What the task asks. Using the records below, quote only the span that opens with the line containing "looking at the photo above, point out the face" and closes with the line containing "looking at the photo above, point out the ponytail", exactly and inclusively.

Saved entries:
☆ ☆ ☆

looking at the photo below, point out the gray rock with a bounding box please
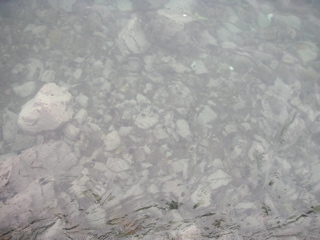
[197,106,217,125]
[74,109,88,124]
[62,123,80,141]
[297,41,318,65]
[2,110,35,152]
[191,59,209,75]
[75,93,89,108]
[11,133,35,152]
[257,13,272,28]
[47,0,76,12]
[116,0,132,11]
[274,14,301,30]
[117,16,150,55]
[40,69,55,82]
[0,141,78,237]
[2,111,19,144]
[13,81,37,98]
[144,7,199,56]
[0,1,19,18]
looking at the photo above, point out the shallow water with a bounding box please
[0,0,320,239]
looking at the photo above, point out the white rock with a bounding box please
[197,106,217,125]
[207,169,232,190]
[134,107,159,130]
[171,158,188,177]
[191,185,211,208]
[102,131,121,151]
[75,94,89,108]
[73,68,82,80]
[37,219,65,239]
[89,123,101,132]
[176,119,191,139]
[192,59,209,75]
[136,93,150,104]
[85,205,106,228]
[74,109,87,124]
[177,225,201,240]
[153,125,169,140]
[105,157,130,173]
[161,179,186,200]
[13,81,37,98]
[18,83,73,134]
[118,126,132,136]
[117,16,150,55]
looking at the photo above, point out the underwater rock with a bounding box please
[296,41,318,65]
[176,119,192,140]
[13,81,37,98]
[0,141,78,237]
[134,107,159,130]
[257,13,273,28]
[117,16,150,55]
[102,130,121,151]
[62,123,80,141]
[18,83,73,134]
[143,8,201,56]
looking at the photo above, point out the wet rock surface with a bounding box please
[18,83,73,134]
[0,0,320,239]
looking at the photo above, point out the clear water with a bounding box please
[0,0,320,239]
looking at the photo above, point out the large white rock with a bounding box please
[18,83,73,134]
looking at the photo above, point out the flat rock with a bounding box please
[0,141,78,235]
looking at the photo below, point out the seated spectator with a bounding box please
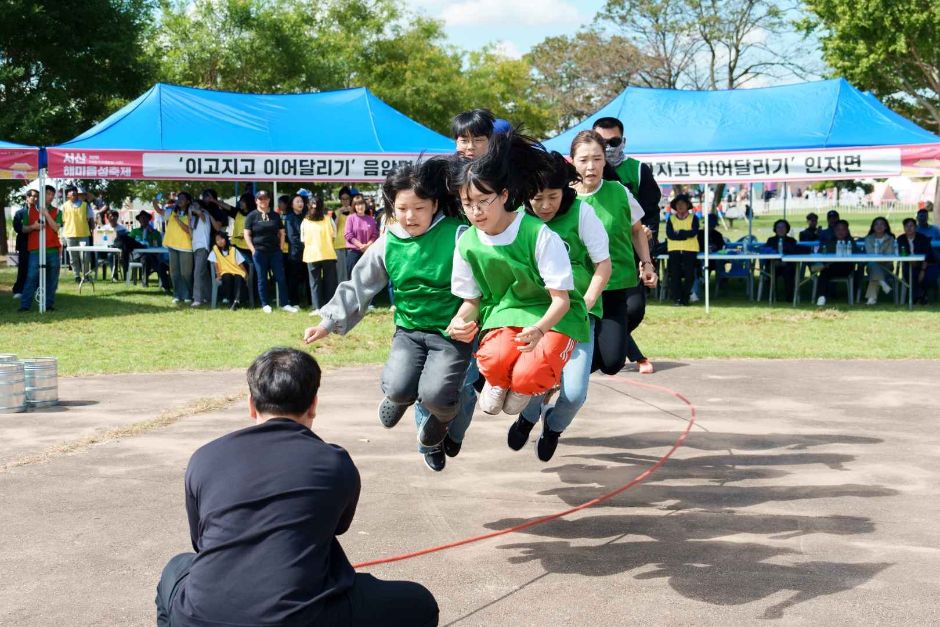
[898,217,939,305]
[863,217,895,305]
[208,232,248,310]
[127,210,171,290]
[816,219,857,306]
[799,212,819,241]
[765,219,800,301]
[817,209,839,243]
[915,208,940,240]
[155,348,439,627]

☆ ☆ ☆

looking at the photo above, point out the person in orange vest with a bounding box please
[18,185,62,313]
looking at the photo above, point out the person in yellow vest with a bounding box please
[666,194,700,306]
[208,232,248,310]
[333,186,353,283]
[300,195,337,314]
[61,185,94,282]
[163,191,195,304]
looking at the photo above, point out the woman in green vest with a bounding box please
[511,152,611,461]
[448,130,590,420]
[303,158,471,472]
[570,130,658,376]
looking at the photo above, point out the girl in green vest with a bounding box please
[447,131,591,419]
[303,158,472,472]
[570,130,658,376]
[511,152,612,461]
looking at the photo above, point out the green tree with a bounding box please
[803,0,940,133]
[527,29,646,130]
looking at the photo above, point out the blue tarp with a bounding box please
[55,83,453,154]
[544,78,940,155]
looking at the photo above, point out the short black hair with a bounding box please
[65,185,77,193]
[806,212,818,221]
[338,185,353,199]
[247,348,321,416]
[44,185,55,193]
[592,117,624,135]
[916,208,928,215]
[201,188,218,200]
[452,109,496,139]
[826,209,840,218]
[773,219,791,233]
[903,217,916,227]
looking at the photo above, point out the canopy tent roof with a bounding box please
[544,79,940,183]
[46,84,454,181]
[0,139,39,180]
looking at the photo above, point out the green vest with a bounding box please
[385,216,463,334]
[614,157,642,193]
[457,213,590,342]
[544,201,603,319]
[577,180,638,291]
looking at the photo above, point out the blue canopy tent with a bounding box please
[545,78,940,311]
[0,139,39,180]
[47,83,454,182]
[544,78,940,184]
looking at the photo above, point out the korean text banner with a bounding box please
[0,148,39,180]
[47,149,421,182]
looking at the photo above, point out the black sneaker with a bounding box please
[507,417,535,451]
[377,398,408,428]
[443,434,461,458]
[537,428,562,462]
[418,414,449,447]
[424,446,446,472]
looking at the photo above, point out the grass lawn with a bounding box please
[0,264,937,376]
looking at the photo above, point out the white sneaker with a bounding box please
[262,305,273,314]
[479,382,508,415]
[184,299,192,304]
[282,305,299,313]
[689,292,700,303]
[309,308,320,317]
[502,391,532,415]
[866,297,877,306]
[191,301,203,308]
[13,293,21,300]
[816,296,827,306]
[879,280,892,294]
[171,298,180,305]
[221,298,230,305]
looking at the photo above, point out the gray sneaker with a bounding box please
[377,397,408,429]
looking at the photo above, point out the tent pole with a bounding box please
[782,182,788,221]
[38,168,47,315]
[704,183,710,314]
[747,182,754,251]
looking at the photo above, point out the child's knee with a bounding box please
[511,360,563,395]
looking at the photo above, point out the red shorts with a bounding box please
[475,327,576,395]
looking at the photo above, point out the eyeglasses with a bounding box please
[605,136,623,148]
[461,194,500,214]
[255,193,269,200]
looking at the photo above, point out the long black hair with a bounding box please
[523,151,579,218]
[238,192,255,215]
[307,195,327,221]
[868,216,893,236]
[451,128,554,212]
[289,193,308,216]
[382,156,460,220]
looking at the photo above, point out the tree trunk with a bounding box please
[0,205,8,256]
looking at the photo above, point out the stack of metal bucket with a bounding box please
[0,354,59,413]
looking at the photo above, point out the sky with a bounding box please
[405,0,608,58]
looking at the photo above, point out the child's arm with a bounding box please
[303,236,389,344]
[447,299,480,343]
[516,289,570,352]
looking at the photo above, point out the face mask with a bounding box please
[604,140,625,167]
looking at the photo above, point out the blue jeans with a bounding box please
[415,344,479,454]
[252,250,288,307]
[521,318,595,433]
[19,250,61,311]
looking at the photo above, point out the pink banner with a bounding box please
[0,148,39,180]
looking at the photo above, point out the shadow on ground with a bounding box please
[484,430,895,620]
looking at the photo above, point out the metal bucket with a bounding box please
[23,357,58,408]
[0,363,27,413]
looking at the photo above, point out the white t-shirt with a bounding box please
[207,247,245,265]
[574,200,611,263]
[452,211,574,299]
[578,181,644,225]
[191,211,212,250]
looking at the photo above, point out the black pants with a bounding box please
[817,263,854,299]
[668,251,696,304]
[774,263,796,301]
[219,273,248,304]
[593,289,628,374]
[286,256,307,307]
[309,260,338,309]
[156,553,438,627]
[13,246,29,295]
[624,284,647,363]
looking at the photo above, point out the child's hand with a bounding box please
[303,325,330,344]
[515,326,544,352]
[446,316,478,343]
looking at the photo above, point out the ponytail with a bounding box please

☆ ☆ ☆

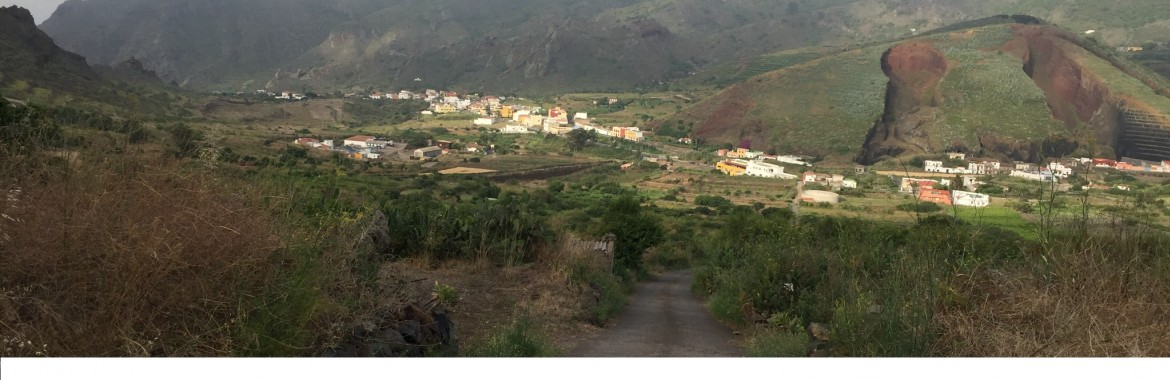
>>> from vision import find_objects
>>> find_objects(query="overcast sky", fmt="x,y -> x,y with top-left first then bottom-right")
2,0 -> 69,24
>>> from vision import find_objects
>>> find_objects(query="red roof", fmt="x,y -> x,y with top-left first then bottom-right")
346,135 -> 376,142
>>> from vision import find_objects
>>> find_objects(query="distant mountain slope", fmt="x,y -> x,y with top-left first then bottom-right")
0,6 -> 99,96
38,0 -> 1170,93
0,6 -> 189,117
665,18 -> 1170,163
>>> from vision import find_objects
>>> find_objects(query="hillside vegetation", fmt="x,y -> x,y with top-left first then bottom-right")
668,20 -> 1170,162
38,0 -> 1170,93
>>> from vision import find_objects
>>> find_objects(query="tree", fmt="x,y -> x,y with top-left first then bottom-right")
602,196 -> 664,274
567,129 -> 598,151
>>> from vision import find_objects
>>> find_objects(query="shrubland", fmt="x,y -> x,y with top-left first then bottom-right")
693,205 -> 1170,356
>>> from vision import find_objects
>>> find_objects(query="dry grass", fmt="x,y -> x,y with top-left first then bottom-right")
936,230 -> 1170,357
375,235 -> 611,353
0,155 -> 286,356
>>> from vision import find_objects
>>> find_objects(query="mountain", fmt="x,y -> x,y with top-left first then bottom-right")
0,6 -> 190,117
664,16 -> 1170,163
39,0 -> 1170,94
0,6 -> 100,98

☆ ☆ ☆

Answer to this problem.
looking at the photo above, point out the face mask with a bounding box please
[604,140,625,167]
looking at the photo above, point out the blue jeans with a bounding box please
[415,344,479,454]
[252,250,288,307]
[521,318,595,433]
[19,250,61,311]
looking at the photo above, point out the pink banner with a bounding box please
[0,148,39,180]
looking at the photo above, point out the shadow on ground with a bounding box please
[484,430,895,620]
looking at the photo above, point out the metal bucket with a bounding box please
[23,357,58,408]
[0,363,27,413]
looking at the photo above, point out the white t-shirt with a bounding box please
[207,247,245,265]
[574,200,611,263]
[452,211,574,299]
[578,181,644,225]
[191,211,212,250]
looking at the photo above, point out the black pants with a bounding box please
[817,263,854,299]
[668,251,696,304]
[774,263,796,301]
[219,273,248,304]
[593,289,628,374]
[286,256,307,307]
[309,260,338,309]
[156,553,438,627]
[13,246,29,295]
[624,284,647,363]
looking at the photo above, point out the child's hand with a bounding box please
[303,325,330,344]
[515,326,544,352]
[446,316,478,343]
looking at the photo above, point out the ponytail with a bounding box please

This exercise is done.